--- Given data ---
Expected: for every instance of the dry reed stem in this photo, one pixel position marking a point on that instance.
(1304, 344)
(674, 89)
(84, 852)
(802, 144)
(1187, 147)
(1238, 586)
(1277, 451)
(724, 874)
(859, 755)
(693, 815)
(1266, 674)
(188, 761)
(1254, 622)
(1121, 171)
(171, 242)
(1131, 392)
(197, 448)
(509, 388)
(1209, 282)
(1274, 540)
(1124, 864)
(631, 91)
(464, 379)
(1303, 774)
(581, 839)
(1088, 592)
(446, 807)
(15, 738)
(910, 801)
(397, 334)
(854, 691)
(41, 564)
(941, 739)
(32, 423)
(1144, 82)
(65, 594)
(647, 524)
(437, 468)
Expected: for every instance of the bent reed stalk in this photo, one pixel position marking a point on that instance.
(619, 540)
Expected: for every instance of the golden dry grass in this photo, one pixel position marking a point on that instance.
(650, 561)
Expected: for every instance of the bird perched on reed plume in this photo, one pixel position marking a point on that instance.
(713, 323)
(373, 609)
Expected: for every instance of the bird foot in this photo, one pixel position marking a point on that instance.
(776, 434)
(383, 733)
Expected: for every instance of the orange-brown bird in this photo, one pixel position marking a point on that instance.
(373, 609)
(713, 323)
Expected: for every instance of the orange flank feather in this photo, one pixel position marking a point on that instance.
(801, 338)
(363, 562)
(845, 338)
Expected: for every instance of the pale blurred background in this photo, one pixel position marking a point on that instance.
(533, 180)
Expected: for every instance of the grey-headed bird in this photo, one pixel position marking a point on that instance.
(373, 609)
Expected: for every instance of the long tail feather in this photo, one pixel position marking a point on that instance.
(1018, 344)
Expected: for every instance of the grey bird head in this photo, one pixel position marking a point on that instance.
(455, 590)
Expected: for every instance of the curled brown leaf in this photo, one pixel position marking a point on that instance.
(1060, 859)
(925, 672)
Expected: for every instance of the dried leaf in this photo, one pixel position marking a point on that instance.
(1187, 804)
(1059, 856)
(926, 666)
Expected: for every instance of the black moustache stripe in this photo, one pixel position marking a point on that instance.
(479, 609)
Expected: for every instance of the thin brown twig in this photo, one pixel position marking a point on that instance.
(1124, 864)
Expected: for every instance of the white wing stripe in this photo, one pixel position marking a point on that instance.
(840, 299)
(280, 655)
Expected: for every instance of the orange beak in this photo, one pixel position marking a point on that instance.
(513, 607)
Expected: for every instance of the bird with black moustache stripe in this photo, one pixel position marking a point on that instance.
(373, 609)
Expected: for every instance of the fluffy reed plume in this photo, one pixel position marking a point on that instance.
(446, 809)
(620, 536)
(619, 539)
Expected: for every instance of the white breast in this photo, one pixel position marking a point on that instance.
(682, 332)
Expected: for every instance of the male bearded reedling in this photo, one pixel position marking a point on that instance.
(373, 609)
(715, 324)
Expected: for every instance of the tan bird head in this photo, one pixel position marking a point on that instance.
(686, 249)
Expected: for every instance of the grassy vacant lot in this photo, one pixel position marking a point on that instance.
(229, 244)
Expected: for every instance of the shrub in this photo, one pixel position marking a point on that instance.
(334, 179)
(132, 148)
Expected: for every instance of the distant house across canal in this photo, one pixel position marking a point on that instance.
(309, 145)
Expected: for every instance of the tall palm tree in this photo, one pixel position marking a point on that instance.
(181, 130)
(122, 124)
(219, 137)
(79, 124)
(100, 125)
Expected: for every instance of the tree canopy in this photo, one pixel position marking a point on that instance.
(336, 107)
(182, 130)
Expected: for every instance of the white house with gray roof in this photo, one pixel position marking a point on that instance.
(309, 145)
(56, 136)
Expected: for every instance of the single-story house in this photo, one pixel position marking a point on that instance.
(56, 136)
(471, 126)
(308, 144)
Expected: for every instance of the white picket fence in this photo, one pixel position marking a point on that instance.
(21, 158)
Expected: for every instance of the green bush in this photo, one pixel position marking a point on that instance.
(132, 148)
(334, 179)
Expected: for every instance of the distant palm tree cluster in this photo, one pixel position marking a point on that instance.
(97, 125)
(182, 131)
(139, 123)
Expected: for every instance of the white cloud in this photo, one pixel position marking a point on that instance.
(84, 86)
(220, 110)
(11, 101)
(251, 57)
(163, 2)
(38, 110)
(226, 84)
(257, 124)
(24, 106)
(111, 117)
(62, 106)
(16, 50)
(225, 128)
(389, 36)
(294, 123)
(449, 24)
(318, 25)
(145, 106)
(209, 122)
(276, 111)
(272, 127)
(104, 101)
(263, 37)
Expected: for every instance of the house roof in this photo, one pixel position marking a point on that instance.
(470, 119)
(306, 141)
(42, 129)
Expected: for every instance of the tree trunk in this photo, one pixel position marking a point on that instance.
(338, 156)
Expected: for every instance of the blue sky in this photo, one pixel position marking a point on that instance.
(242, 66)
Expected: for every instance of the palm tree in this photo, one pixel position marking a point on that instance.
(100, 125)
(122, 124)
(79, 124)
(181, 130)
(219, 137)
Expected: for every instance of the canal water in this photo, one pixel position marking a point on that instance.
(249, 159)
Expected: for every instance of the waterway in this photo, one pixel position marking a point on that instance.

--- Prompt ---
Each line from the one containing "Expected: for every instance of the white cloud" to the end of the records should be echoed exactly, and no other line.

--- Response ---
Expected: for every instance of the white cloud in this photo, one pixel position marking a point on that instance.
(84, 86)
(220, 110)
(11, 101)
(251, 57)
(163, 2)
(38, 110)
(226, 84)
(257, 124)
(24, 106)
(111, 117)
(62, 106)
(16, 50)
(225, 128)
(389, 36)
(294, 123)
(449, 24)
(318, 25)
(145, 106)
(209, 122)
(276, 111)
(272, 127)
(104, 101)
(263, 37)
Expected: for every instance of the house roof in this photo, one pixel position marking a point on that instance.
(470, 119)
(306, 141)
(42, 129)
Expected: for every instance of the tree trunk in this photo, one pixel position marking a point on that instance.
(338, 156)
Expected: for every instance of the blue sky in this photo, one pixel position marking a point on that instance.
(242, 66)
Expected: for every instance of the palm tree in this photo, one pixel position marking a point on that instance.
(100, 125)
(122, 124)
(79, 124)
(181, 130)
(219, 137)
Expected: for every instance of the canal water in this photo, one pixel position marking a point on that instance.
(249, 159)
Expected: for every instance of the waterway in this photo, one pixel position marking a point on that instance.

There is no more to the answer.